**AIM 1**
Rewrite the rows as a numbered list, covering everything from the line containing "point_to(query) returns one" down to the end of the rows, both ends included, and leave out blank lines.

**PAGE**

◇ ◇ ◇

Rasa: The Sublime Taste
AC: I wanted to ask you about the difficulty today of publishing something so large. I understand there's a pressure sometimes to keep books to a standard 300 or 250 pages. Were you pressured to cut the book down?VC: I have to say that none of the editors or the publishers reacted to the length of the book adversely. I never felt any pressure to chop it down just for the sake of making it shorter. After I finished the second or third draft, I showed it to my wife, Melanie, and we sat down for a couple of months to really edit, cutting away things that seemed extraneous. But the version of the manuscript that we sent out to my agent and then to publishers remained pretty much the same. I told them, in London, New Delhi, and New York, is there anything here that can go? People had ideas, and then we would try to implement the idea and take something out. But even with the insets, which look as though you could take them out without disturbing the story, we found by doing that, you lose an essential layer of emotion and meaning, you lose some of the essential feeling, the rasa of the book.
Sanskrit aestheticians used this word, rasa. The notion was that during the drama of a play, during the narrative, you have lots of emotions that come up and disappear. One scene has laughter, another has tragedy. What you as an artist are supposed to do is arrange these emotions in a coherent way to leave the viewer with this sublime taste after the play is over. That was the rasa, the essence -- "rasa," essentially meaning taste. It's the core feeling that lingers, that stays with you, that's stable. And that would change entirely if we took out one of these parts.

◇ ◇ ◇

**RAW RECORDS**
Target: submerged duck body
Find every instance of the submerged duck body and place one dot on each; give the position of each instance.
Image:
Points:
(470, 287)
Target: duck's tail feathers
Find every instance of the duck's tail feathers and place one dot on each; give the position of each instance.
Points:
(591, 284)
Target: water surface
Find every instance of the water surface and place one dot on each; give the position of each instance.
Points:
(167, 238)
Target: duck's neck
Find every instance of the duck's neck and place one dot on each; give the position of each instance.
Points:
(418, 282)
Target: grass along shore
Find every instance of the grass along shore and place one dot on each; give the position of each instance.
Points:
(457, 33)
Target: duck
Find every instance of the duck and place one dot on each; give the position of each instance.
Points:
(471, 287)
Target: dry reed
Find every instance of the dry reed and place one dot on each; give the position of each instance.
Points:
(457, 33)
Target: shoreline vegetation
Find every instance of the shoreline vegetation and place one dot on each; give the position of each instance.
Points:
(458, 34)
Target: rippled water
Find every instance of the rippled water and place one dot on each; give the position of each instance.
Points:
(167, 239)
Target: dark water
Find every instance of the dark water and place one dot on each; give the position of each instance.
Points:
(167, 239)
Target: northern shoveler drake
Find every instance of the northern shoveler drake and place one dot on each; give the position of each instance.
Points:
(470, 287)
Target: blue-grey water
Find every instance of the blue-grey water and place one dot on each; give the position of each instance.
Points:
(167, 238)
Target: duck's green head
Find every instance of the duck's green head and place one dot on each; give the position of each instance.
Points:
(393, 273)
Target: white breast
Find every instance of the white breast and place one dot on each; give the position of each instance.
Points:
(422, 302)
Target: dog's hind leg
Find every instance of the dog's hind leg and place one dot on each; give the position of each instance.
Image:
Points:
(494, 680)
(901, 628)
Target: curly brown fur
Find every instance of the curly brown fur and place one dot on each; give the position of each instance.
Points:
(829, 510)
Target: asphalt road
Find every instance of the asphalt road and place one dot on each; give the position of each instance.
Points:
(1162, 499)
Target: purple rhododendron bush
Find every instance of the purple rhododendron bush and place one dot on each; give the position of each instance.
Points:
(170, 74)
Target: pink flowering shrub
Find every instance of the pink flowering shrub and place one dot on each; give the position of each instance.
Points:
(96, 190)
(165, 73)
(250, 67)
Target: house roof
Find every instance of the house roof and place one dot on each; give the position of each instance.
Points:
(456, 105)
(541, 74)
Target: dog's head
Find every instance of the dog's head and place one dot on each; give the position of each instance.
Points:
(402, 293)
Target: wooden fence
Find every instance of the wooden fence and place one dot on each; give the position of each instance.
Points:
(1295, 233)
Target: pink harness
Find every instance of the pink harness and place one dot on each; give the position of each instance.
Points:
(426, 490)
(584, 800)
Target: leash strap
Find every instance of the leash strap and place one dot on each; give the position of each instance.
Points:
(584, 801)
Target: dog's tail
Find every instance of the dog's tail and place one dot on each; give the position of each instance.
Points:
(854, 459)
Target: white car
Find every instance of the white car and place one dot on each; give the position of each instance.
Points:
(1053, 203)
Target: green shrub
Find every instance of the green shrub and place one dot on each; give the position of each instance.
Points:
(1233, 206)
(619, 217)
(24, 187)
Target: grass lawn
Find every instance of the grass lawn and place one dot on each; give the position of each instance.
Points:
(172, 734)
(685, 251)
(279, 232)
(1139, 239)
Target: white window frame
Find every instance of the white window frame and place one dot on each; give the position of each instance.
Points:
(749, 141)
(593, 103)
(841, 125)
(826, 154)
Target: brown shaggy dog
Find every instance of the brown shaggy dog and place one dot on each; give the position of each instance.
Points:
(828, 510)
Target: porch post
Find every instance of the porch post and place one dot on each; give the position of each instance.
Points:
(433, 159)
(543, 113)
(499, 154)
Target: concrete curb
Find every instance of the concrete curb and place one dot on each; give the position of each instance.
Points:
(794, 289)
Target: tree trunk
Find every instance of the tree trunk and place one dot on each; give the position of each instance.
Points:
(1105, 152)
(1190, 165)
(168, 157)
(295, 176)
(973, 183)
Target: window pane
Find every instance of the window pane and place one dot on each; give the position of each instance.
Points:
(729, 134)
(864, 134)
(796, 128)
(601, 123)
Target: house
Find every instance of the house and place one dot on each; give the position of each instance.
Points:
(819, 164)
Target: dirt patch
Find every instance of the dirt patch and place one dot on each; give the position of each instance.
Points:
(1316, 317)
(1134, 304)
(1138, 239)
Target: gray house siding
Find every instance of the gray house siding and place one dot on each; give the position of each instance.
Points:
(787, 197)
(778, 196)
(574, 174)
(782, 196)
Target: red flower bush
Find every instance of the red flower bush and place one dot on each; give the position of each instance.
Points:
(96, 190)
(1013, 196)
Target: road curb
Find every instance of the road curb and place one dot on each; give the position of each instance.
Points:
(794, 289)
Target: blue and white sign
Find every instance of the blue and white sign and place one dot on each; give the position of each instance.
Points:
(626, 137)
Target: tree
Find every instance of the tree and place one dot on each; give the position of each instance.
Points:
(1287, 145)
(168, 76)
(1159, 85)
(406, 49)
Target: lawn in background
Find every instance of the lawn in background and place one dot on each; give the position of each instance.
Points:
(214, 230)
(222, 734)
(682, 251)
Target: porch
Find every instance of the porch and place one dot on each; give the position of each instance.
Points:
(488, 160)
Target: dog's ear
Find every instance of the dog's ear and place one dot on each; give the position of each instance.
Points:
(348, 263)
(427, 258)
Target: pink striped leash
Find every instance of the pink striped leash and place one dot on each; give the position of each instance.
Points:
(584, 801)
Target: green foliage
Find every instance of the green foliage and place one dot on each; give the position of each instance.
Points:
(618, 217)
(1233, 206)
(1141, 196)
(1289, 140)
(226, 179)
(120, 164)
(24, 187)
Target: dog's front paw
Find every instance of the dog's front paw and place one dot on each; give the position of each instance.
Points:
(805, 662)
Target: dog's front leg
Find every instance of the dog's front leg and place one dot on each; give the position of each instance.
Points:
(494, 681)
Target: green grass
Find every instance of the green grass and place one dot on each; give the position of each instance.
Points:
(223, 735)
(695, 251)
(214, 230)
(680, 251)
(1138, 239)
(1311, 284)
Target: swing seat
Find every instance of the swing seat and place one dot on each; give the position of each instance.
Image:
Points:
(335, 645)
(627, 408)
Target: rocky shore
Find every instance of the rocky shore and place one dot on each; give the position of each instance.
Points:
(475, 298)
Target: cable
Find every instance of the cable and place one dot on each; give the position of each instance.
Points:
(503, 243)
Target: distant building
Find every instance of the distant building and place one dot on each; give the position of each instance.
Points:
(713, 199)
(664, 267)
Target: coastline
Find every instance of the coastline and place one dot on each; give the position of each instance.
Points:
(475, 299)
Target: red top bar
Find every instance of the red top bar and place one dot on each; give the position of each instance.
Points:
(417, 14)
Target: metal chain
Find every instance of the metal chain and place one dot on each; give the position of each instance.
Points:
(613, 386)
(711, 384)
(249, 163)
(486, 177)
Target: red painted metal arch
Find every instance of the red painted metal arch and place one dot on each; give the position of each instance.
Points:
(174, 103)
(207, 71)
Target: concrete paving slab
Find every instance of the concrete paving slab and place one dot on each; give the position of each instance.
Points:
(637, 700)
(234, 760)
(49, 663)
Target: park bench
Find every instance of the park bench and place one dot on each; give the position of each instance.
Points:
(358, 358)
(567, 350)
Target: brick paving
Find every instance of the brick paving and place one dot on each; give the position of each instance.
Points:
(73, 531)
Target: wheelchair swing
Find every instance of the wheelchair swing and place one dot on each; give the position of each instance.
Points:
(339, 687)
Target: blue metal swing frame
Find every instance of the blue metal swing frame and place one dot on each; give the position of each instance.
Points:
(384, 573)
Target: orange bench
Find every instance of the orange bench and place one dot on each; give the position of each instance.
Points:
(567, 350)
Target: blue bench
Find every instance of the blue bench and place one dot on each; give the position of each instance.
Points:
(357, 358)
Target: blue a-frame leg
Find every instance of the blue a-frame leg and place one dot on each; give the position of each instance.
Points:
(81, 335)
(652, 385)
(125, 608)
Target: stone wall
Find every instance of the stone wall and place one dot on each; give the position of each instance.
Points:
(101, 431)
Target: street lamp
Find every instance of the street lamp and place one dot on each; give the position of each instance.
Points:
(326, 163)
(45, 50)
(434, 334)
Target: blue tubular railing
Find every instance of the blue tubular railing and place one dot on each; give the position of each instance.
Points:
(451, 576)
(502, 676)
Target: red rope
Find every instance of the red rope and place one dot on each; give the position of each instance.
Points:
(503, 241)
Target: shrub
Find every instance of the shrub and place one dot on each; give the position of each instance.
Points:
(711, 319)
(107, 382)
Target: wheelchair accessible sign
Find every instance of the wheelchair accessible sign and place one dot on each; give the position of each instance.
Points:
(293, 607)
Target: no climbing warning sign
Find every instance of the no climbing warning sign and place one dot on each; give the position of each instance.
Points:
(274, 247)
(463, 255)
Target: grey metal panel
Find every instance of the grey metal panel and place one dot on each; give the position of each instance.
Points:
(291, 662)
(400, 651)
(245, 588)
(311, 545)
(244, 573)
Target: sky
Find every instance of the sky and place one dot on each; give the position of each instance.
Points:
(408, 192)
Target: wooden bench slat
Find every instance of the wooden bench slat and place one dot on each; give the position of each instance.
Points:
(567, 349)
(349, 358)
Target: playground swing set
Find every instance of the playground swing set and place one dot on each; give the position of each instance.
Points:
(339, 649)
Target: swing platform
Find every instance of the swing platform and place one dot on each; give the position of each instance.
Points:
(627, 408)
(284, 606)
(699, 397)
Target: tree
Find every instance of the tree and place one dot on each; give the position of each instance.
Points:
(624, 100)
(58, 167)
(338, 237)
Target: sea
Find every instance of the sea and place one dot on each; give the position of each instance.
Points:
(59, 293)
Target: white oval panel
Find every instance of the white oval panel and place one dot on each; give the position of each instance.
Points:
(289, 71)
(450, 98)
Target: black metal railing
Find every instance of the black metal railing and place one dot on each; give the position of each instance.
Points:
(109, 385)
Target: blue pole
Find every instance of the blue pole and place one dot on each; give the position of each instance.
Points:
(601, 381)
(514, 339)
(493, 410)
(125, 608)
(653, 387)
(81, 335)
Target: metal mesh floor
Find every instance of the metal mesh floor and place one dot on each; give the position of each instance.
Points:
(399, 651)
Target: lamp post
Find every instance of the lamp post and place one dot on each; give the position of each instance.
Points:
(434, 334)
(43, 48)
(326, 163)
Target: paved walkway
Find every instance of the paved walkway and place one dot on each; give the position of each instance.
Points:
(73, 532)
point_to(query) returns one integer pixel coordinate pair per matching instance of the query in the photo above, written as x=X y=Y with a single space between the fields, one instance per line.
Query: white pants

◇ ◇ ◇

**AIM 2**
State whether each statement agrees with the interview about rasa. Answer yes or no and quote the deciding words. (a) Editors pressured the speaker to shorten the book. (b) The word "rasa" essentially means taste. (c) The speaker and Melanie spent a couple of months editing the draft.

**EXPECTED OUTPUT 1**
1. point_to(query) returns one integer pixel coordinate pair per matching instance of the query in the photo above, written as x=X y=Y with a single space between the fields, one instance per line.
2. Query: white pants

**EXPECTED OUTPUT 2**
(a) No: "none of the editors or the publishers reacted to the length of the book adversely"
(b) Yes: "essentially meaning taste"
(c) Yes: "we sat down for a couple of months to really edit"